[EXERCISE AIM] Set out the records again, keeping every word as it is.

[RECORDS]
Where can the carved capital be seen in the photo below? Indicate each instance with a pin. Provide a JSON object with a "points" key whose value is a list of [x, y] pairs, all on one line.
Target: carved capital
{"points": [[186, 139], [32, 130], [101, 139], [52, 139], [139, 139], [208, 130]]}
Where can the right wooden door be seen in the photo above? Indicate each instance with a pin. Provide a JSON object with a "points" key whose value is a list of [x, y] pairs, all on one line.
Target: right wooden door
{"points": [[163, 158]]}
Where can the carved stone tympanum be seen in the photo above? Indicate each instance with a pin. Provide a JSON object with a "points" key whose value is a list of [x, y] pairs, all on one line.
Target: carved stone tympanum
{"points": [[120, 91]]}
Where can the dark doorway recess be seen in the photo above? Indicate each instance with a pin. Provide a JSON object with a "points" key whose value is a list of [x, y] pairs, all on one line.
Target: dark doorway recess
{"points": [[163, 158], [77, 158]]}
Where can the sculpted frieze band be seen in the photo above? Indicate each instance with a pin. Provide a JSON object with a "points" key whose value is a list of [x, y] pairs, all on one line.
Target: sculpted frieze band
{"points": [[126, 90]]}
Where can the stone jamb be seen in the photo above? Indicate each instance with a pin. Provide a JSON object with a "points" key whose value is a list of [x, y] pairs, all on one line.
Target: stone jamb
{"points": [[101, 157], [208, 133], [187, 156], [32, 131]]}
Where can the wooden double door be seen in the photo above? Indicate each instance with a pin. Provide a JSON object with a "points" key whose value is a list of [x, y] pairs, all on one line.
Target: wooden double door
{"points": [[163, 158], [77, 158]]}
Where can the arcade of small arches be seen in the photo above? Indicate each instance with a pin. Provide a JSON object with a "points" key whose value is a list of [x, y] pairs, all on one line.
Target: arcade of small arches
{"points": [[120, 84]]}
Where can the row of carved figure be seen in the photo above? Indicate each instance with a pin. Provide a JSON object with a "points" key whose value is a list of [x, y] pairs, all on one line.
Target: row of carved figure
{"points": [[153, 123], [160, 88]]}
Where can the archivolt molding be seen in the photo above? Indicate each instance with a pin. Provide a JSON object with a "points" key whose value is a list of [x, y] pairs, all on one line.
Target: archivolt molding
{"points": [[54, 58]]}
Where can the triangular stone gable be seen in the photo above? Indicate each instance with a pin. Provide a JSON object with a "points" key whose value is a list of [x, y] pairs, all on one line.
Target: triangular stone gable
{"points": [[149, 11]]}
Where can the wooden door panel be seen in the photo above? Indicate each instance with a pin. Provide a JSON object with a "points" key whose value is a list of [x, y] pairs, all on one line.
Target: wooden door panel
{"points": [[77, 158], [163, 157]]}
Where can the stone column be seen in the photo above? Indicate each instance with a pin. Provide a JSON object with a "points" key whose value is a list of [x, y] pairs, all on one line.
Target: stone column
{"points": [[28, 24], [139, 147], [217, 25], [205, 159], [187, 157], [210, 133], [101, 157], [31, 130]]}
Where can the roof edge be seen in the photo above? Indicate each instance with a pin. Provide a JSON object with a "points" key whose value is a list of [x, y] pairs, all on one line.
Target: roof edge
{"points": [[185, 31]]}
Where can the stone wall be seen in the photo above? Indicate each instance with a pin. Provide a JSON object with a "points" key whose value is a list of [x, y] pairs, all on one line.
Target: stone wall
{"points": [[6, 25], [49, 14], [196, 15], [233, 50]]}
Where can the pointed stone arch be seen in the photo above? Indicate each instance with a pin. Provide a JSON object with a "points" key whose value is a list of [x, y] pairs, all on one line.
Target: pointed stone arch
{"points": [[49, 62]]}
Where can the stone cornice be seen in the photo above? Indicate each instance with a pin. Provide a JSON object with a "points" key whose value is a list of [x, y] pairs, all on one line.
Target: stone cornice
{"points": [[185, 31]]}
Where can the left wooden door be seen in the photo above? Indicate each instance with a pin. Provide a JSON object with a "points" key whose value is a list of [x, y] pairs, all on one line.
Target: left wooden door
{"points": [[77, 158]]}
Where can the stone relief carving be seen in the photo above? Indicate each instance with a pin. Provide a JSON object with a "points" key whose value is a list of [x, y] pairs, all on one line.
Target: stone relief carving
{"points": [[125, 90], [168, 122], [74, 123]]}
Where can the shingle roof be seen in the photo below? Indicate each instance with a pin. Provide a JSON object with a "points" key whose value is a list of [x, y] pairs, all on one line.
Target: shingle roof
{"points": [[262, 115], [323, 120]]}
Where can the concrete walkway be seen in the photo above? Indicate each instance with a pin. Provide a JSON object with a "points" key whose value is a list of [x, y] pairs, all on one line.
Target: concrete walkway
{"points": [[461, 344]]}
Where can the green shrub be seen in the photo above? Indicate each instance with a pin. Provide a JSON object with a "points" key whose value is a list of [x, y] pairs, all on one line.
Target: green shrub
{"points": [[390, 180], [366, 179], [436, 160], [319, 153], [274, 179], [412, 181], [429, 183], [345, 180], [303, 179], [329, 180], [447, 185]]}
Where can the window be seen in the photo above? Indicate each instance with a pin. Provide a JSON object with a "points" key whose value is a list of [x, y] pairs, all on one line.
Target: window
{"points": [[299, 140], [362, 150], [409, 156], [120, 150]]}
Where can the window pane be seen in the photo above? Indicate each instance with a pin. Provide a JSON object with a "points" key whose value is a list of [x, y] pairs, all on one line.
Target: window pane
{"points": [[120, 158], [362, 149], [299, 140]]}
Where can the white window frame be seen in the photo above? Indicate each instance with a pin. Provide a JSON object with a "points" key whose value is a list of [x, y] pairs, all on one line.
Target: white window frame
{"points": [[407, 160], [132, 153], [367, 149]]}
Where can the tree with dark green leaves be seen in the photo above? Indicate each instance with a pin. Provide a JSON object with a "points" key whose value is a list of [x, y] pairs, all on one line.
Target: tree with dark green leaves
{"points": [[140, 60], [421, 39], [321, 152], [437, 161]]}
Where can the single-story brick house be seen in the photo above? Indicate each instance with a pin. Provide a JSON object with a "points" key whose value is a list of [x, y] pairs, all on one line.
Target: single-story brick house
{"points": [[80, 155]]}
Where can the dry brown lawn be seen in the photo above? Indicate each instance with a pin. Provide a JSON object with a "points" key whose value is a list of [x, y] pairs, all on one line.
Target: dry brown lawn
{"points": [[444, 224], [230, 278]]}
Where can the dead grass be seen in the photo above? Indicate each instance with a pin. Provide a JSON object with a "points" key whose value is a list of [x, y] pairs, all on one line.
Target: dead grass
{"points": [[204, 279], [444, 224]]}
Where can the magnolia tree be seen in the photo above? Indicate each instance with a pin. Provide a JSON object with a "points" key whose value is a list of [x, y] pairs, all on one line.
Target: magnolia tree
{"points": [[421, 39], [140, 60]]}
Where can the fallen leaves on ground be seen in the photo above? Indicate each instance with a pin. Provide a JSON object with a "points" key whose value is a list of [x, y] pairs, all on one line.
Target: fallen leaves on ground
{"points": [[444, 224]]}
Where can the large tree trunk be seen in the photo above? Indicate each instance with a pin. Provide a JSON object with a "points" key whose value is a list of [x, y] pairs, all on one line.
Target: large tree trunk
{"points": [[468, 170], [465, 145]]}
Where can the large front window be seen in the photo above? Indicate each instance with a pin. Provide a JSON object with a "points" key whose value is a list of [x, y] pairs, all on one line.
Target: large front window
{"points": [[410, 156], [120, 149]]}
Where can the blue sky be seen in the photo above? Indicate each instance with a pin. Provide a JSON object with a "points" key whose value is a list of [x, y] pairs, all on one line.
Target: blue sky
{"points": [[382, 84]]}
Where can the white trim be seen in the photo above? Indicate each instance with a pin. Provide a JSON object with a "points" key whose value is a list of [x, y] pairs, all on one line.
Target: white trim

[WRITTEN REPLY]
Where can the carved capital be seen in the photo below? Indicate each instance with a pin. Provide a JSON object with a "points" key whose value is a list of [x, y] pairs, all on one line.
Target: carved capital
{"points": [[186, 139], [32, 130], [101, 139], [52, 139], [139, 139], [208, 130]]}
Where can the right wooden door be seen in the photo above? Indicate each instance with a pin. Provide a JSON object with a "points" key whose value is a list of [x, y] pairs, all on one line.
Target: right wooden door
{"points": [[163, 158]]}
Where can the carved stone tympanum be seen in the photo above? Indicate each instance with a pin. Provide a JSON object with a "points" key whose value is a list of [x, y] pairs, all on one line.
Target: carved stone tympanum
{"points": [[120, 91]]}
Where can the dark doorway recess be seen in the photo above? Indicate each instance with a pin. Provide a JSON object with a "points" key whose value is a list of [x, y] pairs, all on one line.
Target: dark doorway recess
{"points": [[163, 158], [77, 158]]}
Where can the sculpted frieze band be seen in the photo above? Indicate each instance with a pin. Provide a JSON object with a "points" key whose value is a list of [x, y] pairs, all on one line.
Target: sculpted frieze band
{"points": [[126, 90]]}
Where can the stone jamb be seen in the photo above? Indicate each instance with a pin. Provide a JSON object with a "points" key whose value is a list of [x, y] pairs, all on one line.
Target: stone jamb
{"points": [[101, 157], [208, 133], [187, 156], [32, 131]]}
Where can the wooden double door be seen in the photo above? Indicate each instance with a pin. Provide a JSON object with a "points" key whose value is a list of [x, y] pairs, all on one line.
Target: wooden double door
{"points": [[163, 158], [77, 158]]}
Where can the arcade of small arches be seen in the photo above? Indicate each instance with a pin. Provide a JSON object with a "points" key whose value is a list of [x, y] pairs, all on one line.
Target: arcade of small arches
{"points": [[120, 84]]}
Where can the row of carved figure be seen in the photo above? Indicate each instance with a pin. Provide a JSON object with a "points" key whose value is a list of [x, y] pairs, all on one line.
Target: row of carved figure
{"points": [[153, 123], [160, 88]]}
Where can the archivolt molding be seen in the photo above? Indicate each instance with a pin. Provide a JSON object with a "points" key whose value is a list of [x, y] pairs, all on one line.
Target: archivolt molding
{"points": [[54, 58]]}
Where can the triangular stone gable be seen in the photo above? Indicate each instance with a pin. Provide a JSON object with a "points" key whose value is a list of [x, y] pairs, all on one line.
Target: triangular stone gable
{"points": [[149, 11]]}
Where can the wooden door panel be seen in the photo above? Indicate each instance with a pin. Provide a JSON object with a "points" key whose value is a list of [x, y] pairs, all on one line.
Target: wooden door panel
{"points": [[77, 158], [163, 157]]}
Where can the stone column be seen in the photo above? Indicate each instance with a pin. Provide a JSON object with a "points" key whose value is a list of [x, y] pairs, all on one line.
Target: stone column
{"points": [[28, 24], [139, 147], [217, 25], [205, 159], [187, 157], [210, 133], [101, 157], [31, 130]]}
Where can the roof edge be seen in the photo above? Indicate each instance with a pin. Provide a JSON object with a "points" key whose value is a list of [x, y] pairs, all on one line.
Target: roof edge
{"points": [[185, 31]]}
Where can the stone wall be seen in the photo above? Indicate each instance with a pin. Provide a JSON object with a "points" key whose value is a list of [x, y] pairs, all on one line.
Target: stone wall
{"points": [[6, 25], [49, 14], [196, 15], [233, 50]]}
Where can the pointed stone arch be seen in the photo above? Indicate each instance with a pin. Provide a JSON object with a "points" key whose value is a list of [x, y] pairs, all on one line.
Target: pointed stone arch
{"points": [[49, 62]]}
Where can the stone cornice be seen in the photo above? Indicate each instance with a pin. Provide a JSON object with a "points" key whose value is a list of [x, y] pairs, all on one line.
Target: stone cornice
{"points": [[185, 31]]}
Where can the left wooden door be seen in the photo above? Indicate each instance with a pin. Provide a JSON object with a "points" key whose value is a list of [x, y] pairs, all on one line.
Target: left wooden door
{"points": [[77, 158]]}
Where can the stone relief carving be seen in the photo above? Indicate each instance with a pin. Provide a JSON object with a "points" key whose value is a list of [x, y] pairs, all on one line.
Target: stone relief carving
{"points": [[125, 90], [168, 122], [74, 123]]}
Where can the shingle roof be seen in the photo below? Indicate each instance with a pin. Provide a JSON object with a "points" key whose value is a list of [x, y] pairs, all on one line.
Target: shingle roof
{"points": [[262, 115], [323, 120]]}
Where can the concrete walkway be seen in the photo above? Indicate each instance with a pin. Provide a JSON object with a "points" key whose value is a list of [x, y] pairs, all on one line.
Target: concrete walkway
{"points": [[461, 344]]}
Where can the green shrub be seen in the photo above? Indicate each instance with a pin. Provide a JSON object with a "points" key whose value is a list of [x, y] pairs, all on one line.
Target: green shrub
{"points": [[390, 180], [366, 179], [436, 160], [319, 153], [274, 179], [412, 181], [429, 183], [345, 180], [303, 179], [329, 180], [447, 185]]}
Where can the window be seen in the photo above? Indicate each instance with a pin. Provide a JSON object with a "points" key whose value is a list of [x, y] pairs, all on one line.
Target: window
{"points": [[299, 140], [362, 150], [409, 156], [120, 150]]}
Where can the window pane be seen in the photo above? Indicate each instance with a pin. Provide a JSON object with a "points" key whose value is a list of [x, y] pairs, all on one line.
Target: window pane
{"points": [[120, 158], [362, 149], [299, 140]]}
Where can the white window frame be seen in the photo above? Indicate each instance with a pin. Provide a JSON object with a "points" key whose value is a list of [x, y] pairs, all on one line.
Target: white window frame
{"points": [[407, 160], [132, 153], [367, 149]]}
Where can the tree with dark green leaves be seen in the photo above? Indicate each instance with a pin. Provide a JSON object with a "points" key whose value is a list of [x, y] pairs, all on one line.
Target: tree with dark green leaves
{"points": [[140, 60], [421, 39], [321, 152], [437, 161]]}
Where can the single-story brick house be seen in the photo above? Indicate each instance with a pin. Provide a JSON object with a "points" key whose value is a list of [x, y] pairs, all on one line.
Target: single-story brick house
{"points": [[80, 155]]}
Where can the dry brown lawn be seen in the photo above? Indicate each instance with a pin. Provide a JSON object with a "points" key whose value is a list of [x, y] pairs, all on one line.
Target: dry brown lawn
{"points": [[444, 224], [230, 278]]}
Where can the dead grass be seen in the photo above? Indicate each instance with a pin. Provide a JSON object with a "points" key whose value is a list of [x, y] pairs, all on one line.
Target: dead grass
{"points": [[204, 279], [444, 224]]}
Where can the magnolia tree be seen in the photo above? Indicate each instance with a pin. Provide a JSON object with a "points" key whose value is a list of [x, y] pairs, all on one line.
Target: magnolia tree
{"points": [[421, 39], [140, 60]]}
Where can the fallen leaves on ground be seen in the photo above? Indicate each instance with a pin. Provide a JSON object with a "points" key whose value is a list of [x, y] pairs, all on one line.
Target: fallen leaves on ground
{"points": [[444, 224]]}
Where can the large tree trunk be seen in the photo above? Indicate each instance with a pin. Provide a JSON object with a "points" key whose value is a list of [x, y] pairs, all on one line.
Target: large tree trunk
{"points": [[468, 170], [465, 145]]}
Where can the large front window be seen in the photo above? Indicate each instance with a pin. Provide a JSON object with a "points" key whose value is a list of [x, y] pairs, all on one line.
Target: large front window
{"points": [[410, 156], [120, 149]]}
Where can the blue sky be seen in the photo above? Indicate each instance with a pin. Provide a JSON object with a "points" key whose value is a list of [x, y] pairs, all on one line.
Target: blue sky
{"points": [[382, 84]]}
Where can the white trim be seen in the photo above? Indicate each instance with a pin. Provide a JSON object with a "points" key whose value is a list of [x, y] pairs, all on one line.
Target: white trim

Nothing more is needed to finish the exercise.